──────── DATA EXTRACT

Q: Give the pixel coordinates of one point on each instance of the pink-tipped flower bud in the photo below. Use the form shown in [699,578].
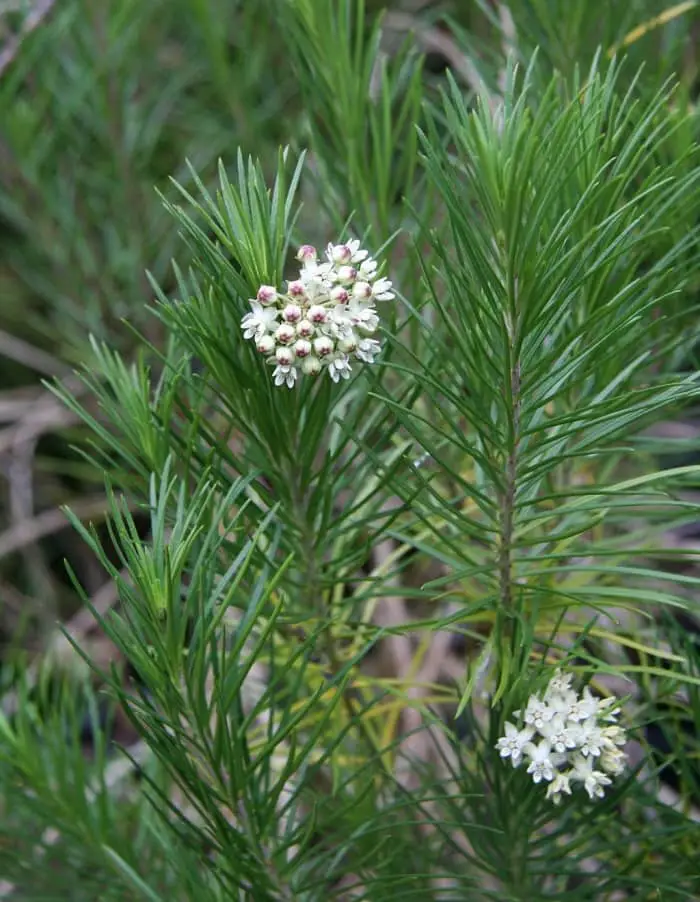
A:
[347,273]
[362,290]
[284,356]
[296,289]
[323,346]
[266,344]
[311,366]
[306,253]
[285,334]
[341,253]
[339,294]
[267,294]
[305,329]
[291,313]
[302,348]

────────────────
──────── DATA EXTRACT

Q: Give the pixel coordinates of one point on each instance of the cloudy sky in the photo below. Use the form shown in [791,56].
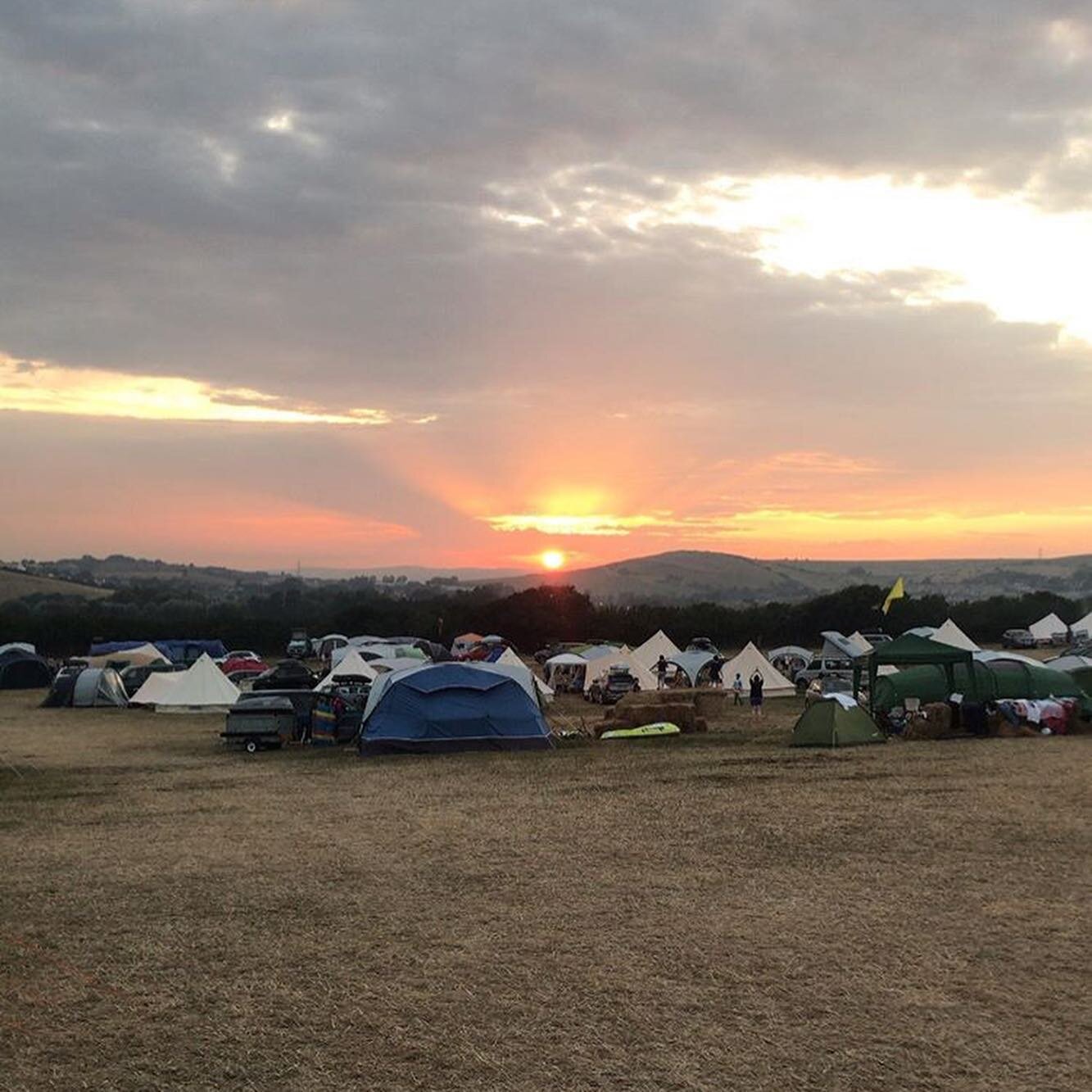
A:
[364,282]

────────────────

[PROMPT]:
Pick out every line in the records above that contains the word "shown", and copy each one in full.

[COMPLETE RESPONSE]:
Q: Give the pixel coordinates of one point on each instance of the pink-tipped flower bud in the photo below. Use the form shown in [699,578].
Q: Give the pixel coordinates of one point on each instance of the cloudy sky in the photo below. Use the form shown in [791,56].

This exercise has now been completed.